== EXERCISE GOAL ==
Search the records for the word "road" and pick out every line that has it.

== INPUT RECORDS ==

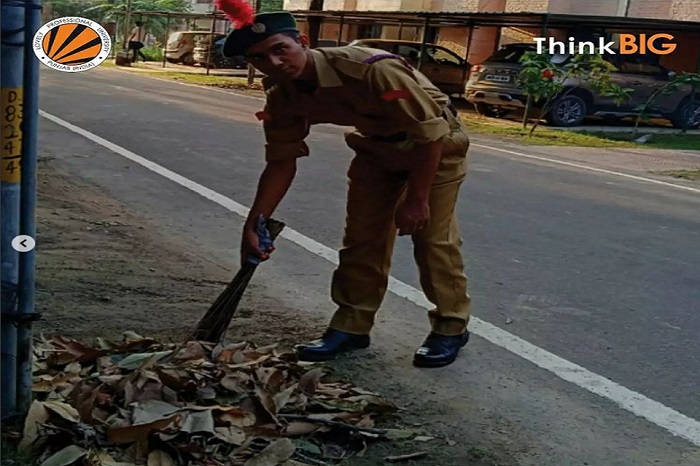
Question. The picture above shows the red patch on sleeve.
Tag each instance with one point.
(263, 116)
(396, 94)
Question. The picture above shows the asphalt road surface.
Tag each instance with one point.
(600, 270)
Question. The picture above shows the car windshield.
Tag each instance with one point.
(509, 55)
(441, 55)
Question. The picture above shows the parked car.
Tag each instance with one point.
(444, 68)
(217, 59)
(494, 91)
(180, 46)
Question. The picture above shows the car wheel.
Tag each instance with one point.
(687, 115)
(569, 110)
(187, 59)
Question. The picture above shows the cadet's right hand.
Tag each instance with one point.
(250, 246)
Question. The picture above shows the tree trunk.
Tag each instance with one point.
(528, 106)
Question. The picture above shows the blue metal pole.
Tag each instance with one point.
(27, 223)
(11, 153)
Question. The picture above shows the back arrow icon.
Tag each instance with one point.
(23, 243)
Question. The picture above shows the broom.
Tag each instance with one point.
(215, 322)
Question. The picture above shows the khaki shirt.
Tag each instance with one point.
(383, 98)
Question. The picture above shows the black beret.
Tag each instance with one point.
(264, 25)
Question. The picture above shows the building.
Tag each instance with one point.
(479, 43)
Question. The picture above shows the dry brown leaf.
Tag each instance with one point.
(86, 404)
(266, 400)
(131, 434)
(333, 451)
(110, 379)
(66, 350)
(282, 398)
(73, 368)
(159, 458)
(152, 410)
(64, 410)
(332, 392)
(197, 422)
(298, 428)
(309, 381)
(171, 378)
(192, 351)
(232, 435)
(238, 418)
(236, 382)
(365, 422)
(271, 377)
(36, 415)
(277, 452)
(65, 457)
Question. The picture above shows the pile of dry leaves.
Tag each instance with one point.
(144, 402)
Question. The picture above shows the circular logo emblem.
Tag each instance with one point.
(72, 44)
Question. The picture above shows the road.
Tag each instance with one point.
(597, 269)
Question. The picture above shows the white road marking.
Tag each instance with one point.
(586, 167)
(674, 422)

== EXPECTED OUTPUT ==
Question. The picture above shows the asphalt road surface.
Question. The picture above shows the road.
Question. The picture above shows the white road marking.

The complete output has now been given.